____ THE RECORDS

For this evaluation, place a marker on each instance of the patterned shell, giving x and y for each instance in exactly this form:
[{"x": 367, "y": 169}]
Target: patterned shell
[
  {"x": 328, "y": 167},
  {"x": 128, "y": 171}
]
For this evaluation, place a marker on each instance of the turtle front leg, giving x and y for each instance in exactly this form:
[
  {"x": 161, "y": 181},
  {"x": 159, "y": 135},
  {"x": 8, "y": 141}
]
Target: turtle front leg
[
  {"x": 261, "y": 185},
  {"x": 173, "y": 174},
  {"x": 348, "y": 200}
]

________

PROBLEM — Please rewrite the records above with every "evaluation" changed to "assessment" and nothing else altered.

RESULT —
For this assessment, place a marker on each instance of the patterned shell, giving x and y for each instance in exactly this form:
[{"x": 367, "y": 169}]
Target: patterned shell
[
  {"x": 328, "y": 167},
  {"x": 128, "y": 171}
]
For this assessment, place a marker on each instance of the turtle front leg, giving x and y for each instance in exactly this form:
[
  {"x": 161, "y": 181},
  {"x": 159, "y": 135},
  {"x": 8, "y": 141}
]
Target: turtle front leg
[
  {"x": 261, "y": 185},
  {"x": 173, "y": 174},
  {"x": 348, "y": 200}
]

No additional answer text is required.